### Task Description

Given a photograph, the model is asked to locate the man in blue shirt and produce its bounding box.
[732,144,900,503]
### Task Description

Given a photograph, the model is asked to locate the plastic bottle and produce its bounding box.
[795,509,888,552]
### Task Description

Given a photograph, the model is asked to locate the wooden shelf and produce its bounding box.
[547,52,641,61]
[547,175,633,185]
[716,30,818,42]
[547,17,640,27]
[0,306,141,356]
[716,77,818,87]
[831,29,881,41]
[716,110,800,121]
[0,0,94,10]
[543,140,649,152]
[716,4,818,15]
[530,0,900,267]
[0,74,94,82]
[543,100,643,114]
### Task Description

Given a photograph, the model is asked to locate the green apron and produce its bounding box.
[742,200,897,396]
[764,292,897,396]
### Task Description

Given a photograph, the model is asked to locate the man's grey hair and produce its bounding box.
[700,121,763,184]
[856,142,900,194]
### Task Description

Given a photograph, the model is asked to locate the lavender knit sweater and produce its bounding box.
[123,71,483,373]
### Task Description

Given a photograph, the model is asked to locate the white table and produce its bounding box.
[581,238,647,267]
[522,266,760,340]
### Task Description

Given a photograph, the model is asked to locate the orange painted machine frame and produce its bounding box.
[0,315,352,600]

----

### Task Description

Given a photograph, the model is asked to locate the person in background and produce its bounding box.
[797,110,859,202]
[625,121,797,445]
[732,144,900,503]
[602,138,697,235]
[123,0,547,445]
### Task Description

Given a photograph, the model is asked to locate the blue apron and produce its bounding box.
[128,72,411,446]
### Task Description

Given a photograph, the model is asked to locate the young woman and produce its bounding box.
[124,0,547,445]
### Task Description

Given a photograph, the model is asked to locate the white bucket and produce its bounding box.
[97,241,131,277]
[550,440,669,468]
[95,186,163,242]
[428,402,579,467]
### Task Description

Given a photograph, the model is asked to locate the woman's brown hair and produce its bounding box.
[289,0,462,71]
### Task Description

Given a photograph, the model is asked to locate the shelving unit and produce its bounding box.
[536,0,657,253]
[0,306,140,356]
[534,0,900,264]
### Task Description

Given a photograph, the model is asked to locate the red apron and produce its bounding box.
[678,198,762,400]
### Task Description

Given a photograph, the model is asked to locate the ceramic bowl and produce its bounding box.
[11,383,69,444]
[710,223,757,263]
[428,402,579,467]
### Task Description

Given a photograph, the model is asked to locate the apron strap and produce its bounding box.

----

Pick out every line in the rows above that contains the word "hair", and copy each of those lines in full.

Given a photograph, the model is asked to locate the man's grey hair and produce its bounding box.
Given a photograph, the model is asked to locate the woman's brown hair and produce its bounding box.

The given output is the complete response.